▶ [Records for the exercise]
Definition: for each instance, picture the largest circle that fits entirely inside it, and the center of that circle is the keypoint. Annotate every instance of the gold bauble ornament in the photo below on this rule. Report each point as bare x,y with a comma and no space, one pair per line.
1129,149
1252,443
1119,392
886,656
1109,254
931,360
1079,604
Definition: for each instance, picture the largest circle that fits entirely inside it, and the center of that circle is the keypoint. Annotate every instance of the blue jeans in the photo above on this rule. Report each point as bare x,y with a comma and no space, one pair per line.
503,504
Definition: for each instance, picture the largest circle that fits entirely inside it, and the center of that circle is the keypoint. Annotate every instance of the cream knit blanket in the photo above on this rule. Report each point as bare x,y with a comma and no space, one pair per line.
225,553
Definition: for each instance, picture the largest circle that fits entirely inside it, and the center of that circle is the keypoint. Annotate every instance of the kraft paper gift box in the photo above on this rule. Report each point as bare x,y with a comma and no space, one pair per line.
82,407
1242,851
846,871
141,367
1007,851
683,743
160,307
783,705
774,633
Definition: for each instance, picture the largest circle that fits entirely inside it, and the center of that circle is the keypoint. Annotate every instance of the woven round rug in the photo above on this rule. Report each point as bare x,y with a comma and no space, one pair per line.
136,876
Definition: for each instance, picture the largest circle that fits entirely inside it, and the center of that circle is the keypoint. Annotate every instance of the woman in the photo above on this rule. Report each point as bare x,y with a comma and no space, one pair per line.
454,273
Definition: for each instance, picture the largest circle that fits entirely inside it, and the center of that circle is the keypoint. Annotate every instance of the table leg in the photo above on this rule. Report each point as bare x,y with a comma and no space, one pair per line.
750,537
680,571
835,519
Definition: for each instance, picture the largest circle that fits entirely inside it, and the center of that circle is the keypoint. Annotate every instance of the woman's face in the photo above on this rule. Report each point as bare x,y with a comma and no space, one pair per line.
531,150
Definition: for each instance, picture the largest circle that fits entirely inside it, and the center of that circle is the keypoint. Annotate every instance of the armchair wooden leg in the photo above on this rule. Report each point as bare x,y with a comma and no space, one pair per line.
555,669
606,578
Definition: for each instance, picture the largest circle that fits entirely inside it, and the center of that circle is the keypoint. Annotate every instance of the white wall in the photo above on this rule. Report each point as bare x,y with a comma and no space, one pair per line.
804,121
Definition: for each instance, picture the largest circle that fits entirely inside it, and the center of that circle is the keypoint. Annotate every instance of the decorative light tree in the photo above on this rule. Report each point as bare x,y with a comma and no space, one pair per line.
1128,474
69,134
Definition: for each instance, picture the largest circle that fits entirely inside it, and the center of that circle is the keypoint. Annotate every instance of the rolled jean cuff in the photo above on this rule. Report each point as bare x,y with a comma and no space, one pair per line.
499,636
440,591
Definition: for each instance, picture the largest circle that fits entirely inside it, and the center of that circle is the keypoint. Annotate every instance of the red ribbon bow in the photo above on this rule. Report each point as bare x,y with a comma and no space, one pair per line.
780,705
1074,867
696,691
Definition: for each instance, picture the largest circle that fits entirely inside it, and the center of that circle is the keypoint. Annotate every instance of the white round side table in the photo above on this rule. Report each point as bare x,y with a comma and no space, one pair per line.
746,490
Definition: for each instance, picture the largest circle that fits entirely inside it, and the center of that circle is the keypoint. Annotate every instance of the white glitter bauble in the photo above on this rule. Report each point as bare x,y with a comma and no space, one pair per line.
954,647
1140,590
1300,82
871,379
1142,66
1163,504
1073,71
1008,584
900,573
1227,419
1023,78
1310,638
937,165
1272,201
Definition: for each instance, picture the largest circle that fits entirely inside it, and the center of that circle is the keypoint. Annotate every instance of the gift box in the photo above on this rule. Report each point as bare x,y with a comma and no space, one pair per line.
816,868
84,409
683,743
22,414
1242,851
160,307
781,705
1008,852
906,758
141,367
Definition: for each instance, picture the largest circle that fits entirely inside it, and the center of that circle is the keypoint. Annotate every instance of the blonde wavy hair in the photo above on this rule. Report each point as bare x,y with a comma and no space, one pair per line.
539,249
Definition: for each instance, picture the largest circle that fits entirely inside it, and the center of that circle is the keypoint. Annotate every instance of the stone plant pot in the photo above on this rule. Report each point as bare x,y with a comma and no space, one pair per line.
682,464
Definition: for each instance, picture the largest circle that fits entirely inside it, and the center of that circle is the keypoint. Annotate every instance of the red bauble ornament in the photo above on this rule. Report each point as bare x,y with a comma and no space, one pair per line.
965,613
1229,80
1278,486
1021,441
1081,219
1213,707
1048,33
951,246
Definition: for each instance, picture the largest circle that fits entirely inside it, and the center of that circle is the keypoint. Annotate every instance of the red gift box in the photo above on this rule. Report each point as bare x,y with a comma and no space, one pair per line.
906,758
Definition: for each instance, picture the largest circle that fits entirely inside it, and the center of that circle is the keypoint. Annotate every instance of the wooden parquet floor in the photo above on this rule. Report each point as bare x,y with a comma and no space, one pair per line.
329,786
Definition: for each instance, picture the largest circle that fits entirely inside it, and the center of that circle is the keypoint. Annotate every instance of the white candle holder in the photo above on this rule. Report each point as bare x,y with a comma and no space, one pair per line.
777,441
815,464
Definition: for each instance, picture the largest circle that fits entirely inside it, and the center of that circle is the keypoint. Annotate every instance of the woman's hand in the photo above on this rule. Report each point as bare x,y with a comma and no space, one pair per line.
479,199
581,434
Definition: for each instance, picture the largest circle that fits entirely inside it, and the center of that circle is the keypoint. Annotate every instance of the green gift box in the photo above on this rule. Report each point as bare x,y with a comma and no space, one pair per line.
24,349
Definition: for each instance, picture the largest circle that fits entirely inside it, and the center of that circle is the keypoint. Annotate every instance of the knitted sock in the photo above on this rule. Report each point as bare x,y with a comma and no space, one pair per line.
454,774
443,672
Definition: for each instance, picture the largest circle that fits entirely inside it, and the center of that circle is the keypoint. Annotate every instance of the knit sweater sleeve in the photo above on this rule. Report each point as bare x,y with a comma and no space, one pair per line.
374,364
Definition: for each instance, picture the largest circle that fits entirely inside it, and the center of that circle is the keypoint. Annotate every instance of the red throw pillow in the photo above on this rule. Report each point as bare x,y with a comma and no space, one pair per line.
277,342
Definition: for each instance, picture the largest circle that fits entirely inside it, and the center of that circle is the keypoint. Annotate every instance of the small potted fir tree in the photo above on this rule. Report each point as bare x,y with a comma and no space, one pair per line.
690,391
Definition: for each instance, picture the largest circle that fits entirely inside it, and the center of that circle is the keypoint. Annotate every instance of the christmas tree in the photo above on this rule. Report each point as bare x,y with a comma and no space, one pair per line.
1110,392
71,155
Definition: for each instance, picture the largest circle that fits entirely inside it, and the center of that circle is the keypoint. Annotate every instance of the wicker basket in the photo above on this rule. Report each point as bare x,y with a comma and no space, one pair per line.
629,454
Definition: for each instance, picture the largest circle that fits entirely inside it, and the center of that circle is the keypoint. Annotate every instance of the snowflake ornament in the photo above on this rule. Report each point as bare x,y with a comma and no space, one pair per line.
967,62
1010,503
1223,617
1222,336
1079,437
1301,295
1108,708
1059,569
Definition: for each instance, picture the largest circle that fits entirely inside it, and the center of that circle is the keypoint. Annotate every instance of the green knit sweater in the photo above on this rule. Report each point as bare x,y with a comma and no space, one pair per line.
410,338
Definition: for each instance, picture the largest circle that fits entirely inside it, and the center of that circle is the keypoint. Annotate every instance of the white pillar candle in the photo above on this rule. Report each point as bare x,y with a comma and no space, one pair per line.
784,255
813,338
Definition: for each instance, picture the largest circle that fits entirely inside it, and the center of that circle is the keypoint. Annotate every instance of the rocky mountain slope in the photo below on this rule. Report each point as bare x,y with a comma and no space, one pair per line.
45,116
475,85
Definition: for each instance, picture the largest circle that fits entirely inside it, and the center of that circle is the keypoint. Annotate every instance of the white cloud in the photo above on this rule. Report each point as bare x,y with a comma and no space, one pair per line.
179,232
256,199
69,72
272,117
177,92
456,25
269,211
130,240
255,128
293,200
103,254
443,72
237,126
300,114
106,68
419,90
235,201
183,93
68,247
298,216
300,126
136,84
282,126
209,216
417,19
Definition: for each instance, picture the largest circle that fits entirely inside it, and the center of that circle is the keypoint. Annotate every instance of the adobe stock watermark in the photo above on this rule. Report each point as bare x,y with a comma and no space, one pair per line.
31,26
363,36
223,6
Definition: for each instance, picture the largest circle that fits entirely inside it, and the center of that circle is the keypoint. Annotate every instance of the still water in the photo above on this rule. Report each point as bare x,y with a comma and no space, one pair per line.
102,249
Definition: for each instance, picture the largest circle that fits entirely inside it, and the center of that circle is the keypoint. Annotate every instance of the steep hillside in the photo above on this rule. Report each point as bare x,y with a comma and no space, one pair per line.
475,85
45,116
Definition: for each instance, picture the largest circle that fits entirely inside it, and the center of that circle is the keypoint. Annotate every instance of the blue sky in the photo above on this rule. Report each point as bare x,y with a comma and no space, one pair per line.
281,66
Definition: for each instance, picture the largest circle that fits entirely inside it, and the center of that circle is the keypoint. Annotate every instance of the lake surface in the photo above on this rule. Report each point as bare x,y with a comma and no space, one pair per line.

▶ [Problem requirements] Everything from the line with "the white cloud" to the end of the listing above needs to be duplicated exactly, both end lines included, with nothing more.

▶ [Full output]
Definition: for each instance, picture the largest circle that fits entirely inside it, and the center of that circle is the keypoint. Annotate every instance of the white cloud in the photo above on this rule. Report each point as bare x,y with a comma and no space, one pair per line.
179,232
256,199
69,72
272,117
177,92
456,25
269,211
130,240
255,128
293,200
103,254
443,72
237,126
300,114
106,68
419,90
235,201
183,93
68,247
298,216
300,126
136,84
282,126
209,216
417,19
Definition: for each instance, picture the largest circle that fits entirely inside it, and the center of that circle is the keypoint. Annotate every instance of the adobe stock watermark in the photo above on this rule. Report each point as bare x,y with a comma and no space, one pair per line.
31,26
363,36
223,6
Definition: for each instance, picture the largest circle that fits entirely inside it, and the center of that circle is the keypoint. Annotate every instance of the still water in the photo above on this rule. Report each point as bare x,y with a comma and no space, one pair per line.
102,249
Definition: for each instance, picture the largest circle that fits entirely inside it, and the center of that circle is the keypoint. Annotate every instance of the steep hillside in the photo above on this rule. Report each point as bare x,y with a comma and no space, one pair per line.
475,85
45,116
Definition: for each instance, picture the largest circle that fits entirely inside it, and the center of that circle is the keypoint. Annotate every instance of the blue sky in the photo above on this rule. Report each point as bare x,y with a comma and no space, one pair per line.
281,66
Definition: for each instance, picture the largest circle that fits entirely inside it, and the center of that circle is the keypoint. Annotate every instance of the lake surface in the photo above on this rule. Report each point as bare x,y with a comma and no space, one pair per line.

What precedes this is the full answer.